___ EXTRAIT DE PAGE ___

Le Journal de Quebec - Weekend
LA BATAILLE DE BILLIE JEAN KING
POUR LES JOUEUSES DE TENNIS
« Je suis un peu désespérée que les thèmes du film soient encore d’actualité aujourd’hui », disait Emma Stone sur le tapis rouge du long métrage lors du Festival de Toronto le 10 septembre dernier. Désespérée parce que le match, baptisé Battle of the Sexes ( La bataille des sexes du titre) est l’occasion de montrer que, si le statut des femmes dans ce sport – et dans tous les domaines – s’est amélioré depuis 1973, la situation est encore loin de l’égalité salariale.
Lorsque Bobby Riggs défie Billie Jean King, il le fait en clamant que les femmes sont inférieures aux hommes. Il se lance ensuite dans une série de remarques misogynes et parie sur le sexisme ambiant, caractéristique de l’époque. « C’est un homme extrêmement intéressant, de souligner Steve Carell lors de la première du long métrage à Los Angeles. Il était beaucoup plus complexe que ce qu’on peut en penser. J’avais 11 ans lorsque ce match a eu lieu et, même à ce moment-là, je savais que c’était une blague et qu’il faisait ses choux gras de la montée du mouvement de libération des femmes. »
« Je ne crois pas du tout qu’il voulait en faire une leçon de politique, il voulait faire de l’argent et le tout n’était qu’une entreprise d’autopromotion. Il n’était pas un bon acteur. Quand on le regarde répéter que les hommes sont meilleurs que les femmes, il n’a pas l’air sincère. Il n’a fait tout cela que pour exciter le public. »
C’EST PERSONNEL…
Dès les débuts de l’écriture de son scénario, Simon Beaufoy ( Le pouilleux
millionnaire) s’est entretenu pendant neuf heures avec Billie Jean King, la championne de tennis ayant donné son soutien à l’ensemble de la production. Lors d’une conférence de presse donnée, pour le film, au moment de l’US Open le 9 septembre, la sportive a rapporté qu’elle avait regardé l’enregistrement de la diffusion du match des années plus tard et que les commentaires du journaliste sportif Howard Cosell – de dire que si elle se laissait pousser les cheveux et qu’elle enlevait ses lunettes, elle pourrait faire carrière à Hollywood – lui avaient fait dresser les cheveux sur la tête.

___

• [CONSIGNE]:
Résumez l'article en deux phrases.

___ EXTRAITS DE DONNÉES ___

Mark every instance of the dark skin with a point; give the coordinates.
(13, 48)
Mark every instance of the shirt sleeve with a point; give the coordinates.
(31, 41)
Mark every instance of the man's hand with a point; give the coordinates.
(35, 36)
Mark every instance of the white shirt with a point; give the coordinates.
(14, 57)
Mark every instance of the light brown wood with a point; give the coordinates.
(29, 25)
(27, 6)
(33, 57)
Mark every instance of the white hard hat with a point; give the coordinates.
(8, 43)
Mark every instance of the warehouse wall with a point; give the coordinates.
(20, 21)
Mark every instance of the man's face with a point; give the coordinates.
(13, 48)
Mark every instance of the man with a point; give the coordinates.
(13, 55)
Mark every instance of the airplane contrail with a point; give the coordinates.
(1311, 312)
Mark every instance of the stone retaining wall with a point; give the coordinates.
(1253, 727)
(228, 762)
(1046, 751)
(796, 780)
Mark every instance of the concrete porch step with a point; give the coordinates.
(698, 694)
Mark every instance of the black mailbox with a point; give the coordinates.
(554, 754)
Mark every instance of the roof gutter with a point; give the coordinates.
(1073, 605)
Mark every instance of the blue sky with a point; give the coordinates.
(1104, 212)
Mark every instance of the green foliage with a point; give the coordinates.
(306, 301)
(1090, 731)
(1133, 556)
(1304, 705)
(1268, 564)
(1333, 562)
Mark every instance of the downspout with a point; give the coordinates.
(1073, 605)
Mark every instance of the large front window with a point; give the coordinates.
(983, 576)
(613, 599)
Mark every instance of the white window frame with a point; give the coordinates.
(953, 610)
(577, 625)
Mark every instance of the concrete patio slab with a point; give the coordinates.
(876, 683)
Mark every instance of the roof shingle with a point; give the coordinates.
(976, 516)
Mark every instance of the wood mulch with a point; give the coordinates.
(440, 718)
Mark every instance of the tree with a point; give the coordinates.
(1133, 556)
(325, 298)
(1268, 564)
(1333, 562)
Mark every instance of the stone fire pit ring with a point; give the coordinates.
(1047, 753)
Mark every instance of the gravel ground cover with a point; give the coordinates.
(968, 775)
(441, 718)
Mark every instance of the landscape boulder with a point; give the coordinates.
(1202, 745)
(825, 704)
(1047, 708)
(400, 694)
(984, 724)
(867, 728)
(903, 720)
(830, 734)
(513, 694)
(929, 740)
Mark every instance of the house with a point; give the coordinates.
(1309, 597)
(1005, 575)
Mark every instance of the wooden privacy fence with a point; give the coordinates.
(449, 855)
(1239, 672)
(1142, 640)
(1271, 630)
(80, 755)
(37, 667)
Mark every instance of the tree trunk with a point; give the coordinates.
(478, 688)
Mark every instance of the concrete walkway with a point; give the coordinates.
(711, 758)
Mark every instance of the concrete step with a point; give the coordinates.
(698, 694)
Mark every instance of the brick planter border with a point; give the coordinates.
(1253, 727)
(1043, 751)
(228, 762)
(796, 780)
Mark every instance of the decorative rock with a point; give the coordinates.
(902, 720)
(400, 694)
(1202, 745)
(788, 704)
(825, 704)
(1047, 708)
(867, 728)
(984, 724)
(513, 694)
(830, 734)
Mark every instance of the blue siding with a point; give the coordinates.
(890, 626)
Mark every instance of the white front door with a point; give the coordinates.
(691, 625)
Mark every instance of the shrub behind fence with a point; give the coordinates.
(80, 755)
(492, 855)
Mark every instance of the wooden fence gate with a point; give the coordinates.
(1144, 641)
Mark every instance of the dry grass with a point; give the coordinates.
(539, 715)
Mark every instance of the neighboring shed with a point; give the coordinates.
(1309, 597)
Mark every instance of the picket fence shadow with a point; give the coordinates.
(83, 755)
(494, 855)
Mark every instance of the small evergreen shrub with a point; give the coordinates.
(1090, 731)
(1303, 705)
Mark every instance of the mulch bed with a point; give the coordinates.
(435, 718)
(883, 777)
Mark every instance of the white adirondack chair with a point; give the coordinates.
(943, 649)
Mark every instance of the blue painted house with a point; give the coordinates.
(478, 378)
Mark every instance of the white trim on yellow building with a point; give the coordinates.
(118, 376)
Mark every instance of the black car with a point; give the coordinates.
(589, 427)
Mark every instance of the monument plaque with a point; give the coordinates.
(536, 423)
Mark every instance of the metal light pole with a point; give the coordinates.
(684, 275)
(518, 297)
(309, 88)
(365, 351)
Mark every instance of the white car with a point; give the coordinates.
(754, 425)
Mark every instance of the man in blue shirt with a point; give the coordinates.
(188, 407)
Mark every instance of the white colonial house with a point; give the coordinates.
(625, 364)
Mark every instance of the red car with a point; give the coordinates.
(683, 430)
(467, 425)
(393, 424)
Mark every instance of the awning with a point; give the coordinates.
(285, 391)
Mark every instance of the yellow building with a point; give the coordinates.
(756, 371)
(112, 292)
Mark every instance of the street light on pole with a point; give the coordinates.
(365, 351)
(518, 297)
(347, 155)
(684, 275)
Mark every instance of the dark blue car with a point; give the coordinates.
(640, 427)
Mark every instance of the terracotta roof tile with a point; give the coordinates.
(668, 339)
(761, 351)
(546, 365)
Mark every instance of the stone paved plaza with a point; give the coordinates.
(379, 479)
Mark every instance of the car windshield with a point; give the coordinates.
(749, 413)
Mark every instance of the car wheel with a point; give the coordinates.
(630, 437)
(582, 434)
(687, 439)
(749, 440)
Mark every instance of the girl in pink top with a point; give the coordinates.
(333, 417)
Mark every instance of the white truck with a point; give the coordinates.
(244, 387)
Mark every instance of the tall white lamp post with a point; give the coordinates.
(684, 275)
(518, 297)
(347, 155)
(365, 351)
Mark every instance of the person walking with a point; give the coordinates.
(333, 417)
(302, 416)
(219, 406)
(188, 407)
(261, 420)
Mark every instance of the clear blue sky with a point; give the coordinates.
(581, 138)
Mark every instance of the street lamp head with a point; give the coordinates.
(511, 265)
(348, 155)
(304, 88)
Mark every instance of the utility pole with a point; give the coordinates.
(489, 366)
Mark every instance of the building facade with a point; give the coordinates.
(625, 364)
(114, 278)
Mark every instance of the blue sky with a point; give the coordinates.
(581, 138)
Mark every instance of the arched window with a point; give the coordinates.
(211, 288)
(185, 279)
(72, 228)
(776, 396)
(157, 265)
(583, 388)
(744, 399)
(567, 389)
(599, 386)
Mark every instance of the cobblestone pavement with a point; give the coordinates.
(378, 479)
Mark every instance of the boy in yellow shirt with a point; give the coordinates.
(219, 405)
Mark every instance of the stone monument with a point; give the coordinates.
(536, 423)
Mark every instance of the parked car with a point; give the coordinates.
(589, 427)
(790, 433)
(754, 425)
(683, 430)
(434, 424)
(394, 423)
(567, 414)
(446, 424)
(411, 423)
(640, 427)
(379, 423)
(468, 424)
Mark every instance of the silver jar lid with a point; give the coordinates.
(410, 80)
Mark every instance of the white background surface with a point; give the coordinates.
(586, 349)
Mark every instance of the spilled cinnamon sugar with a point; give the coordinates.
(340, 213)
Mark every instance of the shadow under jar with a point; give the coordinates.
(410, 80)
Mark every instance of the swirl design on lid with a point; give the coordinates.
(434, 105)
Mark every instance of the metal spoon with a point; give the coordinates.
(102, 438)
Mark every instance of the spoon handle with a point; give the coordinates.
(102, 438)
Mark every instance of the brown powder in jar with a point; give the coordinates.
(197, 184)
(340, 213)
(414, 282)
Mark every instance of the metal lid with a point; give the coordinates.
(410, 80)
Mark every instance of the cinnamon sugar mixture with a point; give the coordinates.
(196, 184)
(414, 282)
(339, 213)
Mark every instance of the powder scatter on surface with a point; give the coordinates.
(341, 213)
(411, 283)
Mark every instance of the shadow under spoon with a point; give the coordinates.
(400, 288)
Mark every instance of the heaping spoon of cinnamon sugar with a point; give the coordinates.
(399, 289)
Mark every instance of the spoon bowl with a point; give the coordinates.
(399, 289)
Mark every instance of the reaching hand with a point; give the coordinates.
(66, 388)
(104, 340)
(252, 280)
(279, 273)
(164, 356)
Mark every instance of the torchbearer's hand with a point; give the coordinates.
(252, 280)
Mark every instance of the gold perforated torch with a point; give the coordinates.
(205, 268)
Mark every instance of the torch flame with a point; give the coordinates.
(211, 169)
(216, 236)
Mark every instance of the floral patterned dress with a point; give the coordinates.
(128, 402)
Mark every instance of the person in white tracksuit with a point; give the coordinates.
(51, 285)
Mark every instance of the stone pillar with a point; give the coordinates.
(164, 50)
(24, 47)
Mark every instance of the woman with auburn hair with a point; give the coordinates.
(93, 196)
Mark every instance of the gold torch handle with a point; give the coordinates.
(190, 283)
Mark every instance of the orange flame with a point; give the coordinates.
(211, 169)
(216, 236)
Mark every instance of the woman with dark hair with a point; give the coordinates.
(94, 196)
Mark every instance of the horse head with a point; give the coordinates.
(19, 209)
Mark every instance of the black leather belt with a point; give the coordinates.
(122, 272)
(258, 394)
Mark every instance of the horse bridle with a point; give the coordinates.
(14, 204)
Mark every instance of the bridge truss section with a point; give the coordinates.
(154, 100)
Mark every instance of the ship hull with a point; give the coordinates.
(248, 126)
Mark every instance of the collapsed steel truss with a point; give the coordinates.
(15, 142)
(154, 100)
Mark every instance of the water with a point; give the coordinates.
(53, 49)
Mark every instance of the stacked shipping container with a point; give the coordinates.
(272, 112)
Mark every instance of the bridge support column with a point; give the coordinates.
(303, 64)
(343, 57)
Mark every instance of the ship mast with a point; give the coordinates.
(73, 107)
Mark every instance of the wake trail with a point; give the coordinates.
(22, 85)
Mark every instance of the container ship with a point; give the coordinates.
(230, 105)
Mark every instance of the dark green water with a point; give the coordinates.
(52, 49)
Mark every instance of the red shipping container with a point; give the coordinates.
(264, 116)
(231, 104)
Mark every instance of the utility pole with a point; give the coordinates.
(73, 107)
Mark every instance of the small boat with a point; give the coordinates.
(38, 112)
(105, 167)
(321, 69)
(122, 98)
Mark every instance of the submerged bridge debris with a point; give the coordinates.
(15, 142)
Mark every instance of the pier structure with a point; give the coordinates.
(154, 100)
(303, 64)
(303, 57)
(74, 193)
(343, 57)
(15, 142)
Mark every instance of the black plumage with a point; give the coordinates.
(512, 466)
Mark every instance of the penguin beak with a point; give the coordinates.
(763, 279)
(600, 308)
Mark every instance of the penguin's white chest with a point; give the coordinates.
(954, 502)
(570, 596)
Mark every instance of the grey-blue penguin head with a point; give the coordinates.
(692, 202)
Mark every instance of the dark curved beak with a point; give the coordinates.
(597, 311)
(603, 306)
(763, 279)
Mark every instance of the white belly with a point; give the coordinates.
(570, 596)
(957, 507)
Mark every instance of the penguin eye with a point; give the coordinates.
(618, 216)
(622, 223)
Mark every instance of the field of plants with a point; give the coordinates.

___

• [RÉPONSE]:
Emma Stone se dit un peu désespérée que les thèmes du film sur le match opposant Bobby Riggs à Billie Jean King soient encore d'actualité, l'égalité salariale restant loin d'être atteinte. Steve Carell voit en Riggs un homme complexe qui cherchait surtout à faire de l'argent, et Billie Jean King, qui s'est entretenue neuf heures avec le scénariste Simon Beaufoy, a raconté que les commentaires d'Howard Cosell sur son apparence lui avaient fait dresser les cheveux sur la tête.